• **Supplied data**:
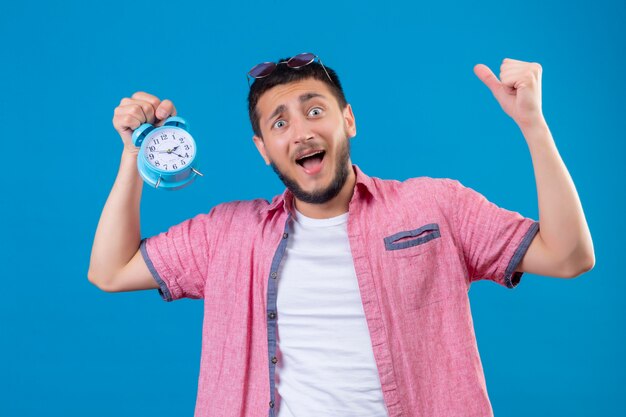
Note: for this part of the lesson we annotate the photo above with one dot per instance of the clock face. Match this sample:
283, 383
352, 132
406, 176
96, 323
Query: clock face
169, 149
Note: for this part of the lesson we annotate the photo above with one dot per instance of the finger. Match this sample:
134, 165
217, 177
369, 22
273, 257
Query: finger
153, 100
125, 122
488, 78
136, 110
145, 107
165, 110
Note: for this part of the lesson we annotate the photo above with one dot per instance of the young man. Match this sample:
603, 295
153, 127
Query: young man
346, 295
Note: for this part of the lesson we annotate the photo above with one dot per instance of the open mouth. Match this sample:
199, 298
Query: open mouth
312, 162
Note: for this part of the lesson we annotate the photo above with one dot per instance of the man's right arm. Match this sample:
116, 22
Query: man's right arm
116, 262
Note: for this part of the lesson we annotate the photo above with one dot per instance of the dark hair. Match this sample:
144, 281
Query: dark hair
285, 75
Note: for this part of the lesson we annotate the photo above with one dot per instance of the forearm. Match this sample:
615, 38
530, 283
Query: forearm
118, 233
563, 227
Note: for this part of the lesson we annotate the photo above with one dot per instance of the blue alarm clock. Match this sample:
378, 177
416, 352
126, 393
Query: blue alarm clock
167, 154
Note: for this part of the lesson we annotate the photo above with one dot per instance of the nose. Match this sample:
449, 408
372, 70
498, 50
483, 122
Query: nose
300, 130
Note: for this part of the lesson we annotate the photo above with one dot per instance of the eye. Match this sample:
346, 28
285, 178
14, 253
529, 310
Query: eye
315, 111
279, 124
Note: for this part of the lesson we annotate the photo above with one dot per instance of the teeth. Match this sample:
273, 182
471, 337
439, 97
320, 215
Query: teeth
307, 155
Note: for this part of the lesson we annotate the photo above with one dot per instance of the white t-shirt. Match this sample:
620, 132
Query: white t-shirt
325, 363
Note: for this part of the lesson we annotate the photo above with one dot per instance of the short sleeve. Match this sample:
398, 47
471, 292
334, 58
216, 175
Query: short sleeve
493, 240
178, 259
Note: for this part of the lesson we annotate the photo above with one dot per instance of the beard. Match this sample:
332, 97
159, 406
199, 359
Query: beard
326, 194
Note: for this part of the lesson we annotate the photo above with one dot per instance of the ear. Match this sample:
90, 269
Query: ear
349, 121
260, 146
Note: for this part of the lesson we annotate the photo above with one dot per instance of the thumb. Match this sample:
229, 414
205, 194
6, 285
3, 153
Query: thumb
487, 76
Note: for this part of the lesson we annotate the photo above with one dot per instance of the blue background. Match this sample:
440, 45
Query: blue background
551, 347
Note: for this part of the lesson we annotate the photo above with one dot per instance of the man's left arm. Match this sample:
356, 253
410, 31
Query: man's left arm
563, 246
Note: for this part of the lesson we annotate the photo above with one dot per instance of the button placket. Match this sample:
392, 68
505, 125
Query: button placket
272, 290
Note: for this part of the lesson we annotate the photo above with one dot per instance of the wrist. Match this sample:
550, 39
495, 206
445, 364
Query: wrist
535, 123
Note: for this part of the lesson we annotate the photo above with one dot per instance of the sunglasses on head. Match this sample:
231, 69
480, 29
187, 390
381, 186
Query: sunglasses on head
264, 69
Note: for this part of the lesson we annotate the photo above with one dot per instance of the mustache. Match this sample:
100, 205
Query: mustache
302, 149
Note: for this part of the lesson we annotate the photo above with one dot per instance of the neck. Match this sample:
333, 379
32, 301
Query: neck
334, 207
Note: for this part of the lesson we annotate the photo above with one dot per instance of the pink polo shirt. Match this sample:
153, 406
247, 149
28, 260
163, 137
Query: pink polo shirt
417, 246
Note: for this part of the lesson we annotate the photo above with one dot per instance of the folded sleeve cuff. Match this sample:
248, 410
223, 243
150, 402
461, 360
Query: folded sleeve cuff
163, 289
511, 277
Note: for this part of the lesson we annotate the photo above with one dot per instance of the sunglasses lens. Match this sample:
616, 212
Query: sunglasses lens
262, 70
301, 60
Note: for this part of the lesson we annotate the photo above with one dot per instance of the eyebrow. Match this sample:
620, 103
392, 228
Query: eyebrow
303, 99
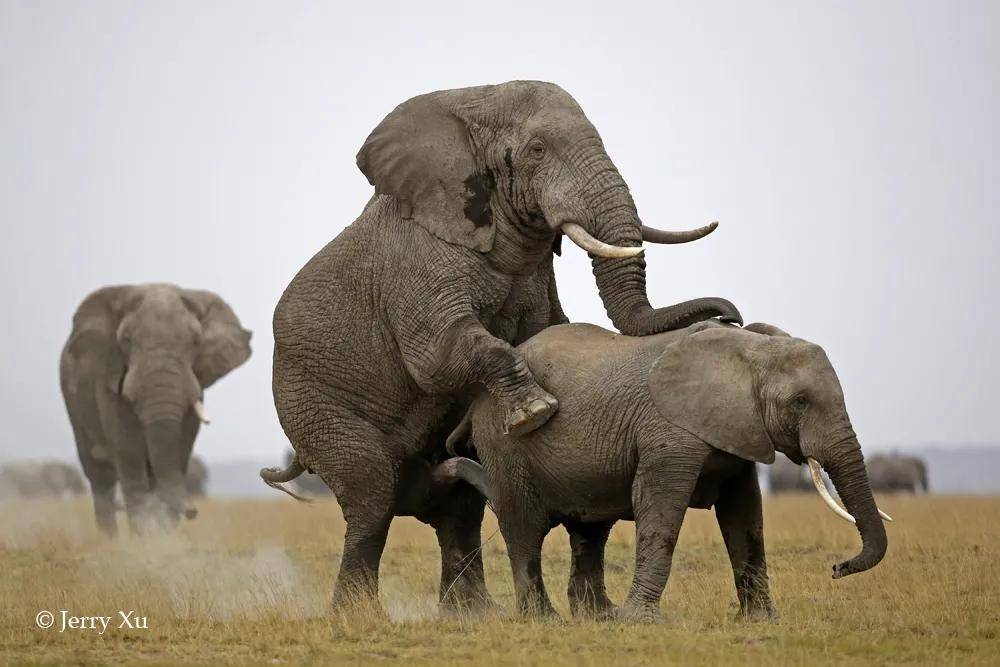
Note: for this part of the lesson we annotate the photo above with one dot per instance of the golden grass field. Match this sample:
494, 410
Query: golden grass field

• **Exercise objective**: Word for word, copy every line of the data, excluding any pictures.

• **Answer**:
Note: for this part of the lesson we annotate the photo above with one dot per instance of the clock face. Match this sample:
283, 383
352, 132
406, 176
96, 323
Query: clock face
169, 149
Note: for this part of the lesson we annotate the photo above with one dot per instance of the finger. Match this sample:
134, 165
217, 177
369, 22
273, 257
Query: finger
153, 100
125, 122
488, 78
136, 110
145, 107
165, 110
Note: for this part of the lesson we annotate the photo above with one dot per instance of the young man. Match this sample:
603, 295
153, 127
Query: young man
346, 295
Note: for this part of the lesson we annotate the photo above with one dot per instance of the open mouth. Match this sample:
199, 298
Query: open mouth
312, 162
Note: for this part of the lesson we annotate the photo above with one dot per instance of the man's right arm. Match this sample:
116, 22
Query: man's right arm
116, 262
Note: for this part of the lesson we annotate the photo above with one dot per instance of the dark hair. Match this sample:
144, 281
Query: dark hair
285, 75
Note: for this part of the lesson we annotate the photo above with one dot per instance of the forearm. Match this sample:
615, 38
530, 283
Query: forearm
118, 233
563, 227
Note: for this part of the lesson we annotate the photo above with one dot per instance of the blue alarm clock. Match this sample:
378, 177
416, 352
126, 393
Query: blue alarm clock
167, 154
Note: for this part of the lesson we annotate the photo above with one dot per instance of the nose. Match this sample:
449, 408
372, 70
498, 50
483, 122
Query: nose
300, 130
Note: for this part of the lesson we annotate the photo above with one dot per instance of the eye. Match this sample:
346, 28
285, 178
14, 253
529, 310
Query: eye
315, 111
279, 124
Note: for this part of the lesson we annotate the photo above with one dot per instance of the teeth. Match this sample:
273, 182
471, 337
439, 97
320, 215
Query: teeth
307, 155
Note: for this part of the lesson we annotate the photo above with one dot per instance of the white t-shirt. Match this sample:
620, 132
Query: white t-shirt
325, 363
Note: for this part of the lesson we annotate the photo above with one dot per instance of the short sleeve. Match this sample:
398, 47
471, 292
334, 58
216, 175
Query: short sleeve
493, 240
178, 259
Note: for this part of the lesson we annotate the photo above with one dot per instance of the beard. Match this sample:
332, 97
159, 406
199, 359
Query: beard
326, 194
Note: for this part of the lesson we annotate the photo above with one dot per instance of the ear. Match this sample:
90, 269
Query: ear
349, 121
260, 146
Note: for this part of the lesson we annotate the photo above with one dot per instance of the thumb. Match this sample:
229, 414
205, 194
6, 285
3, 153
Query: thumb
487, 76
Note: for this part of the lesson we annotate the photo above with one dot per instance of the blue background. Match this sample:
440, 45
Query: blue background
551, 347
Note: for this part of the lesson we annotate the photo above with one dot per instance of the man's left arm. Match this sample:
356, 253
410, 31
Query: man's left arm
563, 246
Note: for this part of the lesson we annotate the photo above with one dot per instance of the button placket. Match this sample:
392, 68
505, 125
Query: button placket
272, 290
Note: for this part of the lesson we annotate the photo above with one dot per instance of the wrist. Match this sample:
550, 39
495, 206
445, 364
Query: wrist
535, 123
Note: for this part of the lesson we annotate the photo above with one dot per instance of the sunglasses on head. Match this sample:
231, 69
480, 29
187, 390
381, 186
Query: sunglasses on head
264, 69
Note: for this part of the lesson we annotate the photo above with one dot per instance of the mustache. Match this sample:
100, 205
Query: mustache
302, 149
Note: for this part of the lesson we annotate the photo above with one dot per instance of the neck. Match this sample:
333, 379
32, 301
Query: neck
334, 207
Note: for this part of the lesson we annotate the photo above with one dot per instance of the pink polo shirt. Match this sample:
153, 406
247, 149
28, 260
163, 137
Query: pink polo shirt
417, 246
Note: for this part of the lesson we annotate the photo above with one dot per instance of the folded sleeve cuff. Match this sample:
248, 410
223, 243
150, 402
461, 360
Query: folded sleeve cuff
163, 289
511, 277
Note: for this part of the lesson we annotate the photo above with one dot per instance of the sunglasses lens. Match this sample:
616, 212
Query: sunglasses lens
262, 70
301, 60
Note: for this part of the lesson we annotate the photo above with one dot per instance of the eyebrow. Match this sample:
620, 103
392, 228
Query: eyebrow
303, 99
Note: for this part of the lesson we annotate the photo above with one dot per instance of the golden grass field. Match this sample:
494, 410
Query: golden grass field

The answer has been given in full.